### [Source records]
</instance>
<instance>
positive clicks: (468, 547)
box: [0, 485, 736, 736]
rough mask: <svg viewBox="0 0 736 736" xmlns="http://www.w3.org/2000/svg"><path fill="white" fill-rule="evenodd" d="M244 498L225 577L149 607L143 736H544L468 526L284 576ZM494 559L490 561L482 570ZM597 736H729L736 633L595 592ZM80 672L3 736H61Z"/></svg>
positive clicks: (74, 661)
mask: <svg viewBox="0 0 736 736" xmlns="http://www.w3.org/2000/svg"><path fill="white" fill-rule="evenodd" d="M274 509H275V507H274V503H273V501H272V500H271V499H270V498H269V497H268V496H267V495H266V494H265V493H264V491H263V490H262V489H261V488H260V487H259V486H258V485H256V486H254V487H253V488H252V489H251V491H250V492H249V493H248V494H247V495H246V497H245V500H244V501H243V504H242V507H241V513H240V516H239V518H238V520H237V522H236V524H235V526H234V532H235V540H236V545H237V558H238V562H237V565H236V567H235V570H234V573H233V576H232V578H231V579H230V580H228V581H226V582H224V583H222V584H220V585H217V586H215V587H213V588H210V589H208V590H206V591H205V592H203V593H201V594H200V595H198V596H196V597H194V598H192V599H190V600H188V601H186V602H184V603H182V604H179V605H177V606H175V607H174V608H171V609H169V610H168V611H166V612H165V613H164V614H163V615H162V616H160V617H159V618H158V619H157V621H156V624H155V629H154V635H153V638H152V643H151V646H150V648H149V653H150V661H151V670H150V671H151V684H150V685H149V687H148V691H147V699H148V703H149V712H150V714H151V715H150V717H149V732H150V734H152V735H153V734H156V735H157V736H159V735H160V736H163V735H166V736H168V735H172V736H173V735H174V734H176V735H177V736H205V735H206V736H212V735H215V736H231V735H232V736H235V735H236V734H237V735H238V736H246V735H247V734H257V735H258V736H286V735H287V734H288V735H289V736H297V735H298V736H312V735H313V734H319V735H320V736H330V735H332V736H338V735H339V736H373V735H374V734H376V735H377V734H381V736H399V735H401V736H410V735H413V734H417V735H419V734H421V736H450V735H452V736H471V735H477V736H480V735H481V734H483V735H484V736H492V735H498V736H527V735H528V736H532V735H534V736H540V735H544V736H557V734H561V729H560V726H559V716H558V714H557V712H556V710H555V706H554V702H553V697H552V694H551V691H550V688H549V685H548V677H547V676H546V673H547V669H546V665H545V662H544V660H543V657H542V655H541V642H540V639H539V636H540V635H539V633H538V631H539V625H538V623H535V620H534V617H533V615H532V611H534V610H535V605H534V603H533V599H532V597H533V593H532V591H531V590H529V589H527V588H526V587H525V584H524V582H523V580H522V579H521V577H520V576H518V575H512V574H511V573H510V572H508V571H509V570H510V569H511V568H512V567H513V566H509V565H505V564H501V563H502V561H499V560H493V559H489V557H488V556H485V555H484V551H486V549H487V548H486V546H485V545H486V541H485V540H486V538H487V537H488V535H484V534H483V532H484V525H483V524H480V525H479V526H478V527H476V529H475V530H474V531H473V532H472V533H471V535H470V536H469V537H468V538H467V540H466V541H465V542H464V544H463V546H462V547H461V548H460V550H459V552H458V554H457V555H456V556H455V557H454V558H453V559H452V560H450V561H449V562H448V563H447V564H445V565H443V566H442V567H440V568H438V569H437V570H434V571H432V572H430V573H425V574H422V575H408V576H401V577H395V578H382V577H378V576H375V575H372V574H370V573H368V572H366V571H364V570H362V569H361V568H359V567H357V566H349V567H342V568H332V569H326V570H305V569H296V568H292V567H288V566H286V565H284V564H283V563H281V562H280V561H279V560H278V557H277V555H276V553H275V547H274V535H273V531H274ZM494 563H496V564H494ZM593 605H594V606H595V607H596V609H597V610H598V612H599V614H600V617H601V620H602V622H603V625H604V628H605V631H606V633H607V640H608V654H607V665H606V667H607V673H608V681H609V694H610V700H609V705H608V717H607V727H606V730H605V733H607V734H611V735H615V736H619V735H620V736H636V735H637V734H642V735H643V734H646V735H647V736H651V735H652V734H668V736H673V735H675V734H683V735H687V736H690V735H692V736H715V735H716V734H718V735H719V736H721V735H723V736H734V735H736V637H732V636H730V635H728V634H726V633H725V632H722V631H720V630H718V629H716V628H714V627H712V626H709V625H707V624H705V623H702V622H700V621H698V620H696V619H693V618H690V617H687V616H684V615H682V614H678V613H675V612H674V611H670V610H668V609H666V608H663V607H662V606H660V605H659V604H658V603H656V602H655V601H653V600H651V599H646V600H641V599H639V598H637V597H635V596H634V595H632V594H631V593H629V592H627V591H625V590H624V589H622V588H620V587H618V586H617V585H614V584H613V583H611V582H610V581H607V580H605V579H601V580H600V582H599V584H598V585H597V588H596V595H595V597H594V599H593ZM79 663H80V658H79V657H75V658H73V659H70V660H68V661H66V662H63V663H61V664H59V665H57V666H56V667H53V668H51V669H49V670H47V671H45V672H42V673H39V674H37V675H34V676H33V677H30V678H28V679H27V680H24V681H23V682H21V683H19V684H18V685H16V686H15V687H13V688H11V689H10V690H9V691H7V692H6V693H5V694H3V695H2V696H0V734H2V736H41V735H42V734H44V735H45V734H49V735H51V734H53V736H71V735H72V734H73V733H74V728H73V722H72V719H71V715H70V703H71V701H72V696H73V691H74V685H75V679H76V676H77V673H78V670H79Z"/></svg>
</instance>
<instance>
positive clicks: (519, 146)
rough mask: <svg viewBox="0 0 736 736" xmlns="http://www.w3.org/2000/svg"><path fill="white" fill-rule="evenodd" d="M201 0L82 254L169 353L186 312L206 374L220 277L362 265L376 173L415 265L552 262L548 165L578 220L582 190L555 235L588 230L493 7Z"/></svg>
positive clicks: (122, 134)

### [What you need to do]
Nothing may be omitted. Restate all of the entries exactly.

### [Solution to the exercise]
</instance>
<instance>
positive clicks: (468, 547)
box: [0, 485, 736, 736]
rough mask: <svg viewBox="0 0 736 736" xmlns="http://www.w3.org/2000/svg"><path fill="white" fill-rule="evenodd" d="M244 498L225 577L149 607L143 736H544L468 526L284 576ZM494 559L490 561L482 570ZM597 736H729L736 633L595 592ZM80 672L3 736H61Z"/></svg>
positive clicks: (74, 661)
mask: <svg viewBox="0 0 736 736" xmlns="http://www.w3.org/2000/svg"><path fill="white" fill-rule="evenodd" d="M274 509H275V507H274V503H273V501H272V500H271V499H270V498H269V497H268V496H267V495H266V494H265V493H264V491H263V490H262V489H261V488H260V487H259V486H258V485H256V486H254V487H253V488H252V489H251V491H250V492H249V493H248V494H247V495H246V497H245V500H244V501H243V504H242V507H241V513H240V516H239V518H238V520H237V522H236V524H235V526H234V532H235V540H236V545H237V558H238V562H237V565H236V567H235V570H234V573H233V576H232V578H231V579H230V580H228V581H226V582H224V583H222V584H220V585H217V586H215V587H213V588H210V589H208V590H206V591H205V592H203V593H201V594H200V595H198V596H196V597H194V598H192V599H190V600H188V601H186V602H184V603H182V604H179V605H177V606H175V607H174V608H171V609H169V610H168V611H166V612H165V613H164V614H163V615H162V616H160V617H159V618H158V619H157V621H156V624H155V629H154V635H153V638H152V643H151V646H150V648H149V653H150V661H151V670H150V671H151V684H150V685H149V687H148V691H147V699H148V703H149V712H150V714H151V715H150V717H149V732H150V734H152V735H153V734H156V735H157V736H159V735H160V736H163V735H166V736H168V735H172V736H173V735H174V734H176V735H177V736H205V735H206V736H212V735H215V736H231V735H232V736H235V735H236V734H237V735H238V736H246V735H247V734H257V735H258V736H286V735H287V734H288V735H289V736H297V735H298V736H312V735H313V734H319V735H320V736H330V735H332V736H338V735H339V736H373V735H374V734H376V735H377V734H381V736H399V735H401V736H410V735H413V734H417V735H419V734H421V736H450V735H452V736H471V735H477V736H480V735H481V734H483V735H484V736H492V735H498V736H527V735H528V736H532V735H534V736H540V735H544V736H557V734H561V729H560V726H559V716H558V714H557V712H556V710H555V706H554V702H553V697H552V694H551V691H550V688H549V685H548V677H547V676H546V673H547V669H546V665H545V662H544V660H543V657H542V655H541V642H540V639H539V636H540V635H539V633H538V631H539V625H538V623H535V620H534V617H533V615H532V611H534V610H535V605H534V603H533V599H532V597H533V593H532V591H531V590H529V589H527V588H526V587H525V584H524V582H523V580H522V579H521V577H520V576H518V575H512V574H511V573H510V572H508V571H509V570H510V569H511V568H512V567H513V566H509V565H505V564H501V563H502V561H499V560H493V559H489V557H488V556H485V555H484V551H486V549H487V548H486V546H485V545H486V541H485V540H486V538H487V537H488V535H484V534H483V532H484V525H483V524H480V525H479V526H478V527H476V529H475V530H474V531H473V532H472V533H471V535H470V536H469V537H468V538H467V540H466V541H465V542H464V544H463V546H462V547H461V548H460V550H459V552H458V554H457V555H456V556H455V557H454V558H453V559H452V560H450V561H449V562H448V563H447V564H445V565H443V566H442V567H440V568H438V569H437V570H434V571H432V572H430V573H425V574H422V575H408V576H401V577H395V578H382V577H378V576H375V575H372V574H370V573H368V572H366V571H364V570H362V569H361V568H359V567H357V566H349V567H342V568H332V569H326V570H305V569H296V568H292V567H288V566H286V565H284V564H283V563H281V562H280V561H279V560H278V557H277V555H276V553H275V547H274V535H273V531H274ZM494 563H496V564H494ZM593 605H594V606H595V607H596V609H597V610H598V612H599V614H600V617H601V620H602V622H603V625H604V628H605V631H606V633H607V640H608V654H607V665H606V667H607V673H608V681H609V694H610V700H609V705H608V717H607V727H606V730H605V733H607V734H611V735H615V736H619V735H620V736H636V735H637V734H642V735H643V734H646V735H647V736H651V735H652V734H668V736H673V735H675V734H683V735H687V736H690V735H692V736H715V735H716V734H718V735H719V736H721V735H723V736H734V735H736V637H732V636H730V635H728V634H726V633H725V632H722V631H720V630H718V629H716V628H714V627H712V626H709V625H707V624H705V623H702V622H700V621H698V620H696V619H693V618H690V617H687V616H684V615H682V614H678V613H675V612H674V611H670V610H668V609H666V608H663V607H662V606H660V605H659V604H658V603H656V602H655V601H653V600H651V599H646V600H641V599H639V598H637V597H635V596H634V595H632V594H631V593H629V592H627V591H625V590H624V589H622V588H620V587H618V586H617V585H614V584H613V583H611V582H610V581H607V580H605V579H601V580H600V582H599V584H598V585H597V588H596V595H595V597H594V599H593ZM79 663H80V658H79V657H75V658H73V659H70V660H68V661H66V662H63V663H61V664H59V665H57V666H56V667H53V668H51V669H49V670H47V671H45V672H42V673H39V674H37V675H34V676H33V677H30V678H28V679H27V680H24V681H23V682H21V683H19V684H18V685H16V686H15V687H13V688H11V689H10V690H9V691H7V692H6V693H5V694H3V695H2V696H0V734H2V736H41V735H42V734H44V735H45V734H49V735H51V734H53V736H71V735H72V734H73V733H74V728H73V722H72V719H71V715H70V703H71V701H72V696H73V691H74V685H75V679H76V676H77V673H78V670H79Z"/></svg>
</instance>
<instance>
positive clicks: (519, 146)
rough mask: <svg viewBox="0 0 736 736" xmlns="http://www.w3.org/2000/svg"><path fill="white" fill-rule="evenodd" d="M201 0L82 254L169 353L186 312L206 374L220 277L362 265L376 173L415 265L552 262L548 165L578 220L582 190L555 235L588 230L493 7Z"/></svg>
positive clicks: (122, 134)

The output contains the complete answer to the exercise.